# [Text extract]
▬▬▬▬▬▬▬▬▬▬
# Spring Valley?



## Qd74

Anyone ever got a bird there in Spring Valley,Ohio by Waynesville?


----------



## Darron

there are turkeys there, but very tough. TONS of hunting pressure on the state ground and private ground is very tough to get on. They shoot birds there every year, but I have heard some horror stories there too....one story was in the dayton newspaper a couple years ago.


----------



## Qd74

what horror story? bad hunting or people?


----------



## Darron

Qd74 said:


> what horror story? bad hunting or people?


Here's a spring valley turkey taken on a property my buddy has access to hunt. We had two coming in from opposite directions and just so happens mine came in first. I would not dare step on state land in that immediate area. Too many yahoos blowing owl calls. Even private land can be tough.


----------



## 9Left

Darron said:


> Here's a spring valley turkey taken on a property my buddy has access to hunt. We had two coming in from opposite directions and just so happens mine came in first. I would not dare step on state land in that immediate area. Too many yahoos blowing owl calls. Even private land can be tough.


yea...ive heard plenty of turkeys while fishing on CC in the spring..but I would not ignore some of the advice posted on here..public land down that way gets very heavily hunted for turkey...the birds are hard to hunt so if you accidentally walk in on someone..tempers fly pretty quick.


----------



## Carpn

I wouldn't bother with the public but if you get out that way and start knocking on doors and get some private you might do ok .


----------



## Darron

Carpn said:


> I wouldn't bother with the public but if you get out that way and start knocking on doors and get some private you might do ok .


Next to impossible to get in private unless u know someone which is how we got access. If u do get access plan on it being like state land. We have beat the doors down un that area. Helps that my buddy owns some property there too...people know him duevto this


----------
▬▬▬▬▬▬▬▬▬▬
# [Task 1]
In the Spring Valley thread above, where did one of the horror stories appear?
# [Task 2]
Rewrite the paragraph of the Spring Valley thread that begins "there are turkeys there, but very tough" as a short bulleted list that keeps its main facts.
▬▬▬▬▬▬▬▬▬▬
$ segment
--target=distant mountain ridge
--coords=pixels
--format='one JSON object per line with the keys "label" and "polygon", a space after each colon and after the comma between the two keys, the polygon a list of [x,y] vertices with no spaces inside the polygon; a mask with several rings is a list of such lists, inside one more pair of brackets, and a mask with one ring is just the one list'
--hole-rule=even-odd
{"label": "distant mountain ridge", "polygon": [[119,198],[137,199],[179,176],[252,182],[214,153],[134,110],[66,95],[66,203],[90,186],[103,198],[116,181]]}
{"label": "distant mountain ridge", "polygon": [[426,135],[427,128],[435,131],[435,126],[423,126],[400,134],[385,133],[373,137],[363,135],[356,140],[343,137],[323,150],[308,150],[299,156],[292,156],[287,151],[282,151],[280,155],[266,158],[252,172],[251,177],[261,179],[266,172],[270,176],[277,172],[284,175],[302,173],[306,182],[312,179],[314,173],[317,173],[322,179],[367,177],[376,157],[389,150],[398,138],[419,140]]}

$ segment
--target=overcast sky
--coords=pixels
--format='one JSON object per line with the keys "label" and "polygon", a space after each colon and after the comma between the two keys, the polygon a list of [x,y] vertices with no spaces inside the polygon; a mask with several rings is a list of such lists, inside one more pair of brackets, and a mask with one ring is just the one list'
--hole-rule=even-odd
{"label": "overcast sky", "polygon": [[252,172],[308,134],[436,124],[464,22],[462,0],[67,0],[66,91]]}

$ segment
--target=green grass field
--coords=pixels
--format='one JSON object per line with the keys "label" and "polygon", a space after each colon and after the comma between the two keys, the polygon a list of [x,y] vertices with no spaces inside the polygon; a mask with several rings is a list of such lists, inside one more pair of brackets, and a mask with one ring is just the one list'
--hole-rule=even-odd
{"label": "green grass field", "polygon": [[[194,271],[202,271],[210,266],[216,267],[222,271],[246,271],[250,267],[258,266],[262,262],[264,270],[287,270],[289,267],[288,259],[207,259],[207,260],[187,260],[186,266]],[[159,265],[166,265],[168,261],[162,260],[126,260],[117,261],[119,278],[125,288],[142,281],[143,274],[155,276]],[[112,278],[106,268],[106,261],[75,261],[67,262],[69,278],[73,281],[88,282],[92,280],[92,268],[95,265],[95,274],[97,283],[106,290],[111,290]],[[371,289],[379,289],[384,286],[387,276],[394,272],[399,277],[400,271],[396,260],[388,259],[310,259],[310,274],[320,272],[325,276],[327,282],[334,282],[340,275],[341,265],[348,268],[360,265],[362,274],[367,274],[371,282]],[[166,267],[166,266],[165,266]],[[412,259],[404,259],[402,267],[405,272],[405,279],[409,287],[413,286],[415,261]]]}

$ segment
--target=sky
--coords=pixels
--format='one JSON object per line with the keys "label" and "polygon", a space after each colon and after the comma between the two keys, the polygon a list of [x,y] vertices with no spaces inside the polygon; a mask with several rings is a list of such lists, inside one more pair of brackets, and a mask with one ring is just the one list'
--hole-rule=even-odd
▬▬▬▬▬▬▬▬▬▬
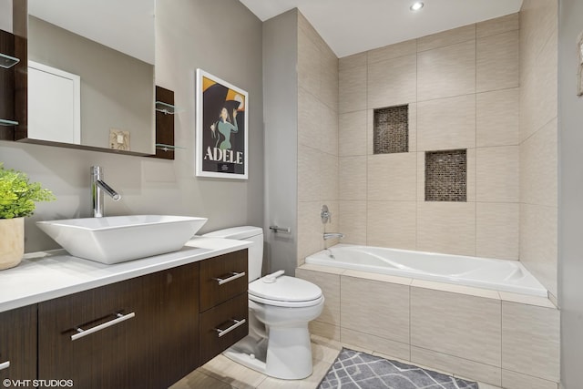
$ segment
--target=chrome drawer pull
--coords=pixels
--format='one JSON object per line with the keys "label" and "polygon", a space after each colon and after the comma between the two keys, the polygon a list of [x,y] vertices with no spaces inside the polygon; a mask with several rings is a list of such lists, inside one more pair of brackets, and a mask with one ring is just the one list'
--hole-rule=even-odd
▬▬▬▬▬▬▬▬▬▬
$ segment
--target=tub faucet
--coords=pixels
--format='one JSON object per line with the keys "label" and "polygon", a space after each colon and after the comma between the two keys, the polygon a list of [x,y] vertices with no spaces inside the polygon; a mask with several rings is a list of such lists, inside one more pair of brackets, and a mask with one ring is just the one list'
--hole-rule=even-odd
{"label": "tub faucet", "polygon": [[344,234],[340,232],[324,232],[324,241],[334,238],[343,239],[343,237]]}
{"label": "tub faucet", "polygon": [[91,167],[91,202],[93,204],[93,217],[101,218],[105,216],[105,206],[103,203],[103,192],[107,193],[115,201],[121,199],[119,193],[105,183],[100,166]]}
▬▬▬▬▬▬▬▬▬▬
# [Worked answer 1]
In the Dayton newspaper, a couple of years ago.

# [Worked answer 2]
- Turkeys are there, but they are very tough to hunt.
- State ground gets a great deal of hunting pressure.
- Private ground is very hard to get on.
- Birds are shot there every year.
- There are also horror stories, one of which ran in the Dayton newspaper a couple of years ago.